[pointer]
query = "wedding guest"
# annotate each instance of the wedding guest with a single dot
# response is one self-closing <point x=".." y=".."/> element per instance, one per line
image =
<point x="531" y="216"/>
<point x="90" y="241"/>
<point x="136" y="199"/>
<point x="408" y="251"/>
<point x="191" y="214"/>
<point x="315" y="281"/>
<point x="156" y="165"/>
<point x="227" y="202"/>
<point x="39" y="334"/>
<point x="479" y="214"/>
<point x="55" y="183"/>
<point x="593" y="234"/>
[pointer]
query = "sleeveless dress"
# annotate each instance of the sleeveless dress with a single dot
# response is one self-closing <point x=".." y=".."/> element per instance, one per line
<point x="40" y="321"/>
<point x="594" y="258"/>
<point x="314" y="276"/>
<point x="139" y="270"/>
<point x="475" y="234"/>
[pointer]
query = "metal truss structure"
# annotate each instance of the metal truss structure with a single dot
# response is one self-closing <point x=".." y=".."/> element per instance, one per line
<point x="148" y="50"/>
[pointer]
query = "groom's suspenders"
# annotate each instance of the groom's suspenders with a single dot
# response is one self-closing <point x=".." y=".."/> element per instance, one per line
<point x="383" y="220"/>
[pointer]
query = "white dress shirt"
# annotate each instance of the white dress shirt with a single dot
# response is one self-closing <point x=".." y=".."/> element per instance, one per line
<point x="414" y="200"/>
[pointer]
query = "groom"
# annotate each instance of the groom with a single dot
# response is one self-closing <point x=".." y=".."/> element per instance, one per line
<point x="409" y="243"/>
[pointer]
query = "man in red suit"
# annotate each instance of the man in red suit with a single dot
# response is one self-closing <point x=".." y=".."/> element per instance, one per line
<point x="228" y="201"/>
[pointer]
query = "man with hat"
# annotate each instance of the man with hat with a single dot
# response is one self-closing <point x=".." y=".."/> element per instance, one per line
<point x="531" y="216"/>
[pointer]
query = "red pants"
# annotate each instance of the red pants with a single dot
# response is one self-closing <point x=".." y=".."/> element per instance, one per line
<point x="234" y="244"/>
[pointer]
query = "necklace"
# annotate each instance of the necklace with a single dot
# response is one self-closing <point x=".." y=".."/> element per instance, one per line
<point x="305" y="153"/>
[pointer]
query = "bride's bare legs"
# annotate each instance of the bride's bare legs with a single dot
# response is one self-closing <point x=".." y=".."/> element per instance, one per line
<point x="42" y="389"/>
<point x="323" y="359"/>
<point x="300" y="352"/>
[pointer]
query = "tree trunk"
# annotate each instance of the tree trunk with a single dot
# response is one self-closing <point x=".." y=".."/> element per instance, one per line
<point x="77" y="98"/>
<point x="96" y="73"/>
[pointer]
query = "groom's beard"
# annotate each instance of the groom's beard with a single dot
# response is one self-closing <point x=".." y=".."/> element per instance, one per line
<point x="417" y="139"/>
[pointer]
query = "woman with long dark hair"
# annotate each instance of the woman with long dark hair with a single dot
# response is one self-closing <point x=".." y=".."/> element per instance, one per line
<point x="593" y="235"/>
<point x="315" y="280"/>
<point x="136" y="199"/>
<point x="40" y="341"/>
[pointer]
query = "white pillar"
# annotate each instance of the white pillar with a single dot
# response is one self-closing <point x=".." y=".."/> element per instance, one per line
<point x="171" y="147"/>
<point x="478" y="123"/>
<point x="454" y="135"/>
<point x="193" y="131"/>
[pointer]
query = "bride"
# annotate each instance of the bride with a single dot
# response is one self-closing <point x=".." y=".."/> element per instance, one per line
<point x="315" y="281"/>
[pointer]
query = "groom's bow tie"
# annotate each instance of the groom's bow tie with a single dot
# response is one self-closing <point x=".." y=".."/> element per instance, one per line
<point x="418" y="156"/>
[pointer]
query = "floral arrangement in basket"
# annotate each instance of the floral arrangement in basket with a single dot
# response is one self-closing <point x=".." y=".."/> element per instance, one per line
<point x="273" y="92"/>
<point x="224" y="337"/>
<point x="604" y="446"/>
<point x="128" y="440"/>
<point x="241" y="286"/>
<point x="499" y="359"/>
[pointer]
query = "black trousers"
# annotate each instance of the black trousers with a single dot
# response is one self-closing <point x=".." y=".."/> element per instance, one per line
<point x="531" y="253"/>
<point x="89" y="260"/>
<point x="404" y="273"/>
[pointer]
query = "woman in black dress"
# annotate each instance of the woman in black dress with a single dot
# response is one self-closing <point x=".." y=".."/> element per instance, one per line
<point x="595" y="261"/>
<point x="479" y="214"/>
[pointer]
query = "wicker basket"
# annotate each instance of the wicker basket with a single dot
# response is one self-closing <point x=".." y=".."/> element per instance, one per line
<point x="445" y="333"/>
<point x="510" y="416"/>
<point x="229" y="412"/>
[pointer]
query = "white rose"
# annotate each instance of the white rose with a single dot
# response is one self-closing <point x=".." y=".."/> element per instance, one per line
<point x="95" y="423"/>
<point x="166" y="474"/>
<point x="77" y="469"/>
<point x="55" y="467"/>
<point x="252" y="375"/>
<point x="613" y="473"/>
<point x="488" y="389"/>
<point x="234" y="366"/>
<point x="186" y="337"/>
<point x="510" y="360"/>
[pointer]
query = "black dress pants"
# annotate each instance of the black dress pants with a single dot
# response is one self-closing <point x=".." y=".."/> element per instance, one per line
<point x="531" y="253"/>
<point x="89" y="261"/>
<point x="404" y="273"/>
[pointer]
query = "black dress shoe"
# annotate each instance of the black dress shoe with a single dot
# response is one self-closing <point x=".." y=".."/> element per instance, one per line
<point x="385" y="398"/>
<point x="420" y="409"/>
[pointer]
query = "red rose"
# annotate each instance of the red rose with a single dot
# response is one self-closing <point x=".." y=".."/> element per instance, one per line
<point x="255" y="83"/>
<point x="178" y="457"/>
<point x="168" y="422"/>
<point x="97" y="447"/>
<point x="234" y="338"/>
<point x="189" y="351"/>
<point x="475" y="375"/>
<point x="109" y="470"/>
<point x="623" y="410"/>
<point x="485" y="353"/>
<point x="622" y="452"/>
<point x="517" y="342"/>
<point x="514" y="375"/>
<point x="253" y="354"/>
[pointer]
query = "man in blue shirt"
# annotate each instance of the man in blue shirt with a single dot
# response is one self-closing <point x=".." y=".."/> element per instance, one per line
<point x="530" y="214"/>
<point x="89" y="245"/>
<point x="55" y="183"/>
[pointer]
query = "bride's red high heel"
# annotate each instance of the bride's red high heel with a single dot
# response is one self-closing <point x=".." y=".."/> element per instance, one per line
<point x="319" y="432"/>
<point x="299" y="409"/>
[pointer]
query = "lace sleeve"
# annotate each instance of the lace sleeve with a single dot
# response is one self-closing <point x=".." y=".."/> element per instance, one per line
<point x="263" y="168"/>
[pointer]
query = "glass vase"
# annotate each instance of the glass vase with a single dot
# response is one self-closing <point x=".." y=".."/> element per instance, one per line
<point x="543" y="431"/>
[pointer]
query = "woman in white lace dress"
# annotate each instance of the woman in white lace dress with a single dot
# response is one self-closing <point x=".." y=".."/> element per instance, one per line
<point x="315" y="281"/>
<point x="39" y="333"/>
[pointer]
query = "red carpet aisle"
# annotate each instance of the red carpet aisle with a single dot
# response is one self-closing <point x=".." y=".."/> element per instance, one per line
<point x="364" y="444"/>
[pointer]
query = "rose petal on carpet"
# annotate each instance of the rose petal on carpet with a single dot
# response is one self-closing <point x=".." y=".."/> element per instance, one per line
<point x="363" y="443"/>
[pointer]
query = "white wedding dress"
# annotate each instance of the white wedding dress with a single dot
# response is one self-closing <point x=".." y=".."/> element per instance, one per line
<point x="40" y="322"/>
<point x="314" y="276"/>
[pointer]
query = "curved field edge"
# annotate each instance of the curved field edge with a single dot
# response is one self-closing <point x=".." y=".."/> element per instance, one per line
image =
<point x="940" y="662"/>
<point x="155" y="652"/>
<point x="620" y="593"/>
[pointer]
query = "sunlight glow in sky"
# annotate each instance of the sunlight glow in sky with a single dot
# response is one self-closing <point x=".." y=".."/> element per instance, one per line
◇ ◇ ◇ ◇
Objective: Pull out each line of the listing that contains the string "carpet", treating uppercase and lowercase as different, and copy those lines in full.

Written response:
query = "red carpet aisle"
# annotate each instance of the red carpet aisle with a single dot
query = "rose petal on carpet"
# annotate each instance of the rose petal on carpet with a single dot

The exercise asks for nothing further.